### Instructions for the task:
Copy the rows below exactly as they appear, leaving out the pictures.

Rows of labeled-object pointing entries
***

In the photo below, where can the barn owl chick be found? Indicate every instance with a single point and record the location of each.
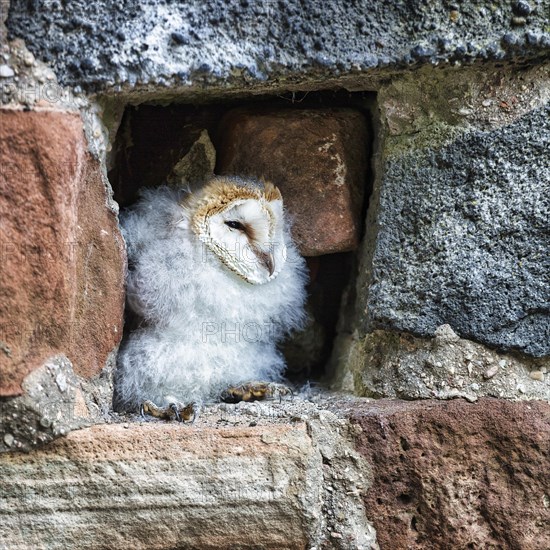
(216, 283)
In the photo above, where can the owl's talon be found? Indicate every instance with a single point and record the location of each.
(174, 411)
(255, 391)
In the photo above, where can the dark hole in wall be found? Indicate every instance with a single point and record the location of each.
(153, 138)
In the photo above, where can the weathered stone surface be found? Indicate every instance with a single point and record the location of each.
(62, 254)
(457, 475)
(238, 43)
(392, 364)
(156, 145)
(461, 234)
(236, 479)
(54, 402)
(318, 160)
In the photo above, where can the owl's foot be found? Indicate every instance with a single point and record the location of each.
(174, 411)
(255, 391)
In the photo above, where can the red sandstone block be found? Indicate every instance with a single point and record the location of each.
(453, 474)
(62, 257)
(317, 157)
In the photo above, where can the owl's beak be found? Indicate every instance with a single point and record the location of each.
(267, 260)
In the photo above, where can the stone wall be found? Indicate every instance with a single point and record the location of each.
(411, 137)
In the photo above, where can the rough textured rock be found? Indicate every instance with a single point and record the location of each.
(159, 144)
(287, 478)
(232, 43)
(463, 238)
(55, 401)
(456, 474)
(62, 254)
(392, 364)
(318, 160)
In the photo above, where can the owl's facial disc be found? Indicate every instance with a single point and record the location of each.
(248, 238)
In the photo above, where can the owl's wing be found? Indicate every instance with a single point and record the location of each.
(152, 218)
(161, 253)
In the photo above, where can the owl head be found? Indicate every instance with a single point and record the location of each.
(241, 221)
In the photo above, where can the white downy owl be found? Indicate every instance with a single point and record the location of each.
(216, 283)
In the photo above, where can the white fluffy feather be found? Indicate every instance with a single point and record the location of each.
(204, 328)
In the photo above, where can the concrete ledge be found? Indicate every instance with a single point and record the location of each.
(161, 486)
(281, 483)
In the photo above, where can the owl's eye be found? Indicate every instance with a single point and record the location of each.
(235, 225)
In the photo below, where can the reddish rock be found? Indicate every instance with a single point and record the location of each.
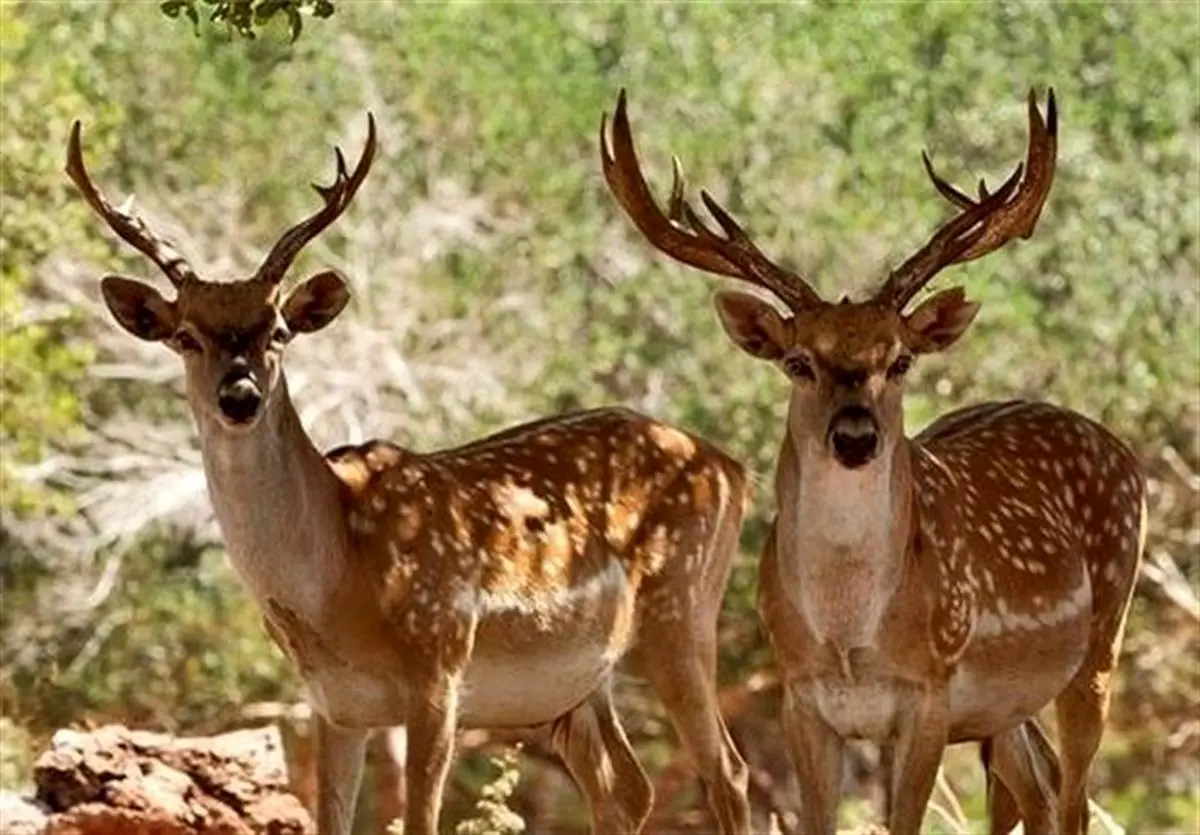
(115, 781)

***

### Output for this exercise:
In the photo below, where can the barn owl chick be found? Indicate every instance with a single point and record the location of each.
(216, 283)
In the photo above, where can the owl's talon be found? Indicate every instance with a single point and record the location of each.
(174, 411)
(255, 391)
In the photo above, where can the dark hole in wall be found? Indicate every instance with a single point and record the location of each.
(153, 138)
In the photo above, where can the weathered stone surface be found? Indicate every instance with a single point and record the location of each.
(62, 254)
(457, 475)
(238, 43)
(392, 364)
(156, 145)
(461, 234)
(236, 479)
(54, 402)
(318, 160)
In the photo above, where can the owl's foot be found? Indicate every instance with a single point and record the location of each.
(174, 411)
(255, 391)
In the photo above, where can the red sandstone block be found? Indicate every instance with a single point and record the location of each.
(453, 474)
(62, 257)
(317, 157)
In the photo above, where can the owl's beak be found? Indicate every instance with a single point and record the location of each.
(267, 260)
In the photo above, where can the stone wall be found? Indicate every instance with a single point and record the location of each.
(411, 137)
In the photo above, where can the rough textured rock be found? Indicate every instance with a single point and record the location of each.
(159, 144)
(287, 478)
(232, 43)
(463, 238)
(55, 401)
(456, 474)
(62, 254)
(392, 364)
(318, 160)
In the photo above, where can the owl's facial disc be found? Indicate every instance with a single point and record the location of each.
(248, 238)
In the photo above, where can the owl's wing be found? Indicate every instance with a single point and record the location of each.
(152, 218)
(161, 253)
In the photo above, where can the owl head be found? Indicate every instance with a single point and record the location of each.
(241, 221)
In the photo above, where can the white downy owl be found? Indicate every instance with a single point and record the location of each.
(216, 283)
In the photo above, where can the white fluffy feather be found? Indicate every instance with a single point and record the location of each.
(204, 328)
In the photo above, where can the concrete ledge be found? Indicate every instance with a single point and record the location of each.
(161, 486)
(281, 483)
In the photo above, where can the owl's eye be found? Indicate every instance with a single point and record the location of each.
(235, 225)
In the photo below, where can the reddish rock be found? Indicate every instance with a single point and record the location of each.
(115, 781)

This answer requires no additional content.